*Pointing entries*
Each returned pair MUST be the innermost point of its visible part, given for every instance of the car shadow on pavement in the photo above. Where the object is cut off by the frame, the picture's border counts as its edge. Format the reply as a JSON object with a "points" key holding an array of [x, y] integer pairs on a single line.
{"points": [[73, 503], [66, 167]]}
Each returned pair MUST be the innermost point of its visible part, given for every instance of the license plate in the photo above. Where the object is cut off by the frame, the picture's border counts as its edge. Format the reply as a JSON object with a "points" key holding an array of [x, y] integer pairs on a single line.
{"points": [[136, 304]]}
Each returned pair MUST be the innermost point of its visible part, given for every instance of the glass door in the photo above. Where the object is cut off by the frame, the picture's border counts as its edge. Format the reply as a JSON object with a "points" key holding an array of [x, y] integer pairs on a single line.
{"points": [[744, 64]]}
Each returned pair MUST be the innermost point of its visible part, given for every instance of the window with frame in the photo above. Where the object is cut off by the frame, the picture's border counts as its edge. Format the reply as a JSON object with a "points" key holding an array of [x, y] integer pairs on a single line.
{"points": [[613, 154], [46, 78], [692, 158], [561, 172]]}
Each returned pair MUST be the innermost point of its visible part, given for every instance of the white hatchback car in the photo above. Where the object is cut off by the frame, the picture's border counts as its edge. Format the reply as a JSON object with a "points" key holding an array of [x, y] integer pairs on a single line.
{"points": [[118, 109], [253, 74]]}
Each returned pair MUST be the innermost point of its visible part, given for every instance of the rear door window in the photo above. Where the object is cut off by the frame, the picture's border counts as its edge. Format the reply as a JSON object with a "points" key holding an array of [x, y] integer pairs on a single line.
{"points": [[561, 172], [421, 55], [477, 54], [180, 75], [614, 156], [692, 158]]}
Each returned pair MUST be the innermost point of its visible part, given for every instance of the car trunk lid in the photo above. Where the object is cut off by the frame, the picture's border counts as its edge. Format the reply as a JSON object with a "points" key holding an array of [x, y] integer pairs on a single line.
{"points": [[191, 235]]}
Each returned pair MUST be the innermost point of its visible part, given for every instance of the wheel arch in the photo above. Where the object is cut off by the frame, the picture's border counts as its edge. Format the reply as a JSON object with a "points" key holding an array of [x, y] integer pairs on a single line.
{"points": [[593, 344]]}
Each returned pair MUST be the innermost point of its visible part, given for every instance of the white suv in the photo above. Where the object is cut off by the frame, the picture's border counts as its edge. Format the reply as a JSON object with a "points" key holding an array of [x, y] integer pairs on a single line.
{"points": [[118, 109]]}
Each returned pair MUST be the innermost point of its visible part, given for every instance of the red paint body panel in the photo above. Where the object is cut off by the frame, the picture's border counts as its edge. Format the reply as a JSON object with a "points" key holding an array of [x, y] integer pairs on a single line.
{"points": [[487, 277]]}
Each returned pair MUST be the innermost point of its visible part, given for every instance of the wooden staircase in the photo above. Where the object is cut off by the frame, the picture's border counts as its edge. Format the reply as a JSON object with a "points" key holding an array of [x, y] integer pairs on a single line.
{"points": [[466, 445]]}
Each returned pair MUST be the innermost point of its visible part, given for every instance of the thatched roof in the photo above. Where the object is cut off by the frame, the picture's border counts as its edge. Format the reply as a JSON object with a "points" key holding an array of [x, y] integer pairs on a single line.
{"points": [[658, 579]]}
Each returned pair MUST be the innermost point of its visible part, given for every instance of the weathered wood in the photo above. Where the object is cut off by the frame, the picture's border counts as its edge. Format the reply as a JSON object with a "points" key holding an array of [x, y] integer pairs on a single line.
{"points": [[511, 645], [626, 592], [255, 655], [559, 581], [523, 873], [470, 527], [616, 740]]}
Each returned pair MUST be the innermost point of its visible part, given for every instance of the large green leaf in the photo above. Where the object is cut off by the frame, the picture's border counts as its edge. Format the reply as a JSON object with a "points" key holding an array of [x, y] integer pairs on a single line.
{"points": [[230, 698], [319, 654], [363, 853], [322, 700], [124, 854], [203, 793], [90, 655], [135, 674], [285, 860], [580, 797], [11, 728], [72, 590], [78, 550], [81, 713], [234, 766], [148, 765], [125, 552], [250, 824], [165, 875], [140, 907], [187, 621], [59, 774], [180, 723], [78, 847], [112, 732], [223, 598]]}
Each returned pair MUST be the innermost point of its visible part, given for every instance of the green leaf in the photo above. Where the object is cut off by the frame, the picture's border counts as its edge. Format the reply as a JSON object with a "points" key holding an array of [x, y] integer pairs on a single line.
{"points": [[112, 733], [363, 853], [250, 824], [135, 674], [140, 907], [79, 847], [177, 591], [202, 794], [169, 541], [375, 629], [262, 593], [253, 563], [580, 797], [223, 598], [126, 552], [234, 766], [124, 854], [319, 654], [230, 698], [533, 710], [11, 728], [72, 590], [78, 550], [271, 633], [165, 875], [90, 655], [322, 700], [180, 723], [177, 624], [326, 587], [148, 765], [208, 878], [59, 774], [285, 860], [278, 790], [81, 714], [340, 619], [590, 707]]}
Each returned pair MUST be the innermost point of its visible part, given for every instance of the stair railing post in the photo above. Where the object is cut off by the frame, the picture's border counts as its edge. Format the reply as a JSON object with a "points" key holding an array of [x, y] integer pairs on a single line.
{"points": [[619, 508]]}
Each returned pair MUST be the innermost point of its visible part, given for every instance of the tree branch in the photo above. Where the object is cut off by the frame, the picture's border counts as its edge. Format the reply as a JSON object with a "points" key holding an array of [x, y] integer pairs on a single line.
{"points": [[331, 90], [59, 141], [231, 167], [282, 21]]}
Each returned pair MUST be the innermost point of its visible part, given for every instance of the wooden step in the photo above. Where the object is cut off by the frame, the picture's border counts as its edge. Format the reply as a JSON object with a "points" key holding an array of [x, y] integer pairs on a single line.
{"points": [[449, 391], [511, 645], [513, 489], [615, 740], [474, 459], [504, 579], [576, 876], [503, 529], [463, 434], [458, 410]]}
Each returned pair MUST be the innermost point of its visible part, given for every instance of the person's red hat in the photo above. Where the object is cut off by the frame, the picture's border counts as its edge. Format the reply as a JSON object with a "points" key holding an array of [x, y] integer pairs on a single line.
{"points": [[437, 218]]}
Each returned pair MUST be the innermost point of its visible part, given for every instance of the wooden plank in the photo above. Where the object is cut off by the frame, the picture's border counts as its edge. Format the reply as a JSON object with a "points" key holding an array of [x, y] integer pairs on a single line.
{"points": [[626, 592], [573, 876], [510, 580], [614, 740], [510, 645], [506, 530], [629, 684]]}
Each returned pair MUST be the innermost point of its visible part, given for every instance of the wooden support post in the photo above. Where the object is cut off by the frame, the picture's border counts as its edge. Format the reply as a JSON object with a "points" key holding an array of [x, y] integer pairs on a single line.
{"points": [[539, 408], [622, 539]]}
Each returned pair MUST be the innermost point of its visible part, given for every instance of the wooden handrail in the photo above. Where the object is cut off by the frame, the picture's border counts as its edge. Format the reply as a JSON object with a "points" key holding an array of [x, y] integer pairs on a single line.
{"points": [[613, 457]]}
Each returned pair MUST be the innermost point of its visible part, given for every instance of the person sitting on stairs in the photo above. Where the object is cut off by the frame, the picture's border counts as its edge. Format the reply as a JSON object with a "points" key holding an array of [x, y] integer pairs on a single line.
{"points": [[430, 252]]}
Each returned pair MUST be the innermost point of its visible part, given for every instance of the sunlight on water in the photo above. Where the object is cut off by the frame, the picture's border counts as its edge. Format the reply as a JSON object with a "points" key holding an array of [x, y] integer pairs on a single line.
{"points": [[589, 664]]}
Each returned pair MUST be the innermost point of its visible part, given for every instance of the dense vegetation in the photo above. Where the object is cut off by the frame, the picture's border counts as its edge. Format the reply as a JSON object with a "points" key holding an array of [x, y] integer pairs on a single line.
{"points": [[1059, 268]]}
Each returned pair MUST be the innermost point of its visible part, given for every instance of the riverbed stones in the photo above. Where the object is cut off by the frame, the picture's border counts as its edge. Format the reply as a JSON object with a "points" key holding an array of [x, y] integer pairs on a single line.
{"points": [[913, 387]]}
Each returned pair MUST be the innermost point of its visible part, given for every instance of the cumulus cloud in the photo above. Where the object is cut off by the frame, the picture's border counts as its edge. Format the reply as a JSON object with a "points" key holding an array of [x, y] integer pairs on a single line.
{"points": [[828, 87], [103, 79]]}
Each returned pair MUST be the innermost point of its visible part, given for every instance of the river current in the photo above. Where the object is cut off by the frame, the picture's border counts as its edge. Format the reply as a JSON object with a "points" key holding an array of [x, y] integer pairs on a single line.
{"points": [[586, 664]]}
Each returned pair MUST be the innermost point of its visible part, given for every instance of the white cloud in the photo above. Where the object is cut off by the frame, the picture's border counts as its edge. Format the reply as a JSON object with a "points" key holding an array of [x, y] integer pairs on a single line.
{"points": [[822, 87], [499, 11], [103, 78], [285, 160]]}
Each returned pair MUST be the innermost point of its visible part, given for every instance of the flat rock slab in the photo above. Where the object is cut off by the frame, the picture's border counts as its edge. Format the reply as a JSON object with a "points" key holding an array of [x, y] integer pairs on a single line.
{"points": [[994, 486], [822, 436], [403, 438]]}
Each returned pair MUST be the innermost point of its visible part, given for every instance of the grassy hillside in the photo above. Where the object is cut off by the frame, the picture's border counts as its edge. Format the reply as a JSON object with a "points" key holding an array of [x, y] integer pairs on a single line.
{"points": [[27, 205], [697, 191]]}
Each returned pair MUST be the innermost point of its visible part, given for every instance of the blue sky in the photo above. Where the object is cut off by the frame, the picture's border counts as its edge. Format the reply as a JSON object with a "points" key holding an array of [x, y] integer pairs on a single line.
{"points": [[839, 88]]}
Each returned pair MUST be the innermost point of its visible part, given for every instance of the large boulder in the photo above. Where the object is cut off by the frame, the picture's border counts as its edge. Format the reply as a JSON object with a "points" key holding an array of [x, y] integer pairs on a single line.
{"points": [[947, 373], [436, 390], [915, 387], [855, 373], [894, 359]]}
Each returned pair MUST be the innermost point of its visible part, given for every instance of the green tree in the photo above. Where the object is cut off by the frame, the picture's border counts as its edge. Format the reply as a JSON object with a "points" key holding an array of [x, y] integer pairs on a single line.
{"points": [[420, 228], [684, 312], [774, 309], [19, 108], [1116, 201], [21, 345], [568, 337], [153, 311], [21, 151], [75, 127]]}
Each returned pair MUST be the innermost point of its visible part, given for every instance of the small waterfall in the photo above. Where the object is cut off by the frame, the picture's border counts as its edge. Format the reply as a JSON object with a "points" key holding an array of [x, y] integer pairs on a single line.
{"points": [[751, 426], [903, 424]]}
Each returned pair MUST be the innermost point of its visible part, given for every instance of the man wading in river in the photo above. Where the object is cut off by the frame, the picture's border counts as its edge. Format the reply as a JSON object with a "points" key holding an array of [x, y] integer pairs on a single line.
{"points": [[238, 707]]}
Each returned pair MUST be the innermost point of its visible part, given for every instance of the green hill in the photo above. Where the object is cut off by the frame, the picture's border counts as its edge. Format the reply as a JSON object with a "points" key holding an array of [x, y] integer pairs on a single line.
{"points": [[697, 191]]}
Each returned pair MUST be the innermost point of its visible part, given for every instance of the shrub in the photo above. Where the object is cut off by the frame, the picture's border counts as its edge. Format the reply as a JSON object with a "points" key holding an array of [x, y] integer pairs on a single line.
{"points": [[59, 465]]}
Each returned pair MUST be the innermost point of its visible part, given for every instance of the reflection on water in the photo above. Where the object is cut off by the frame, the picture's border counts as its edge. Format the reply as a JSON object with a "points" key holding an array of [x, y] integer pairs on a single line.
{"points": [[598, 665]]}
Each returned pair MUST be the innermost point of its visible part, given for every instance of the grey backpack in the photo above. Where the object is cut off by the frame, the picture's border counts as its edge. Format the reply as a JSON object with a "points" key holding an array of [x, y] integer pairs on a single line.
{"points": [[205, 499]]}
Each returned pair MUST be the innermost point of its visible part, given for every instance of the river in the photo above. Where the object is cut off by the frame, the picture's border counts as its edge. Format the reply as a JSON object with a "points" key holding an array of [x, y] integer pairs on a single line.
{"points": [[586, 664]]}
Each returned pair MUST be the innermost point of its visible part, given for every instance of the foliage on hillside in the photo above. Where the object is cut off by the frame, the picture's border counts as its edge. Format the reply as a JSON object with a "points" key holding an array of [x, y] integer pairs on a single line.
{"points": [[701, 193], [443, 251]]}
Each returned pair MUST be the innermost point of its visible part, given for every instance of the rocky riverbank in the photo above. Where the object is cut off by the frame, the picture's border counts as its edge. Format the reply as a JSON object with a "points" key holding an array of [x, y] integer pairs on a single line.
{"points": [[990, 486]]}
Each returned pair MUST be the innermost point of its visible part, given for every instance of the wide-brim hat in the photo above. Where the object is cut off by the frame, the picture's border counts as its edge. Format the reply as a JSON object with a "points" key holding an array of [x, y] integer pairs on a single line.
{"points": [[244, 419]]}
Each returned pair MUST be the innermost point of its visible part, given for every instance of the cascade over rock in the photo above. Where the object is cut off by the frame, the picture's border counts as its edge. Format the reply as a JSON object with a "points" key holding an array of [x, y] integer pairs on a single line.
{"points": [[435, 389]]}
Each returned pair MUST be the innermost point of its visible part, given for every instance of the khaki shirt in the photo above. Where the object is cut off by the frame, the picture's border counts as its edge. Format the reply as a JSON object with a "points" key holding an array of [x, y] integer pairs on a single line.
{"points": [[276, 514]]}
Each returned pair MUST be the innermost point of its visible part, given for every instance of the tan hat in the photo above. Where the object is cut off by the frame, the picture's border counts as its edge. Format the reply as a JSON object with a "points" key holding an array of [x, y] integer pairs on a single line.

*Problem details*
Could you write out, word for word, the entries above from the line containing "of the wide-brim" through the end of the entries, including both the first and last lines?

*Completed task*
Each returned pair MUST be the innermost point of its visible part, given for every instance of the wide-brim hat in the photo above. Where the object is cut off by the frame, the picture's border counts as its edge. Format the reply as a JSON object with a "points" key holding an array of [x, y] integer pairs on a single line.
{"points": [[244, 419]]}
Each returned pair MUST be the innermost point of its visible part, given for every instance of the cascade over rock in the photo above. Where the object is cut off by the frame, the picture's border counts as its edge. Format the reply as a JSON object with a "points" key holding an array of [x, y] integer pairs on a single line.
{"points": [[435, 389]]}
Each returned pair MUST be the innermost point of its visible part, given for every instance of the khaki shirt in the photo above. Where the object is cut off by the frame, the picture's border counts as its edge. Format the reply as a JSON object with a "points" key holding an array of [x, y] integer pairs on a single line.
{"points": [[276, 514]]}
Each returned pair MUST be the innermost point of its visible part, given for every instance of the tan hat in the photo above. Where the object is cut off by the frame, the picture's border counts as its edge. Format the reply as a JSON object with a "points" key holding an array of [x, y] integer pairs on a single line.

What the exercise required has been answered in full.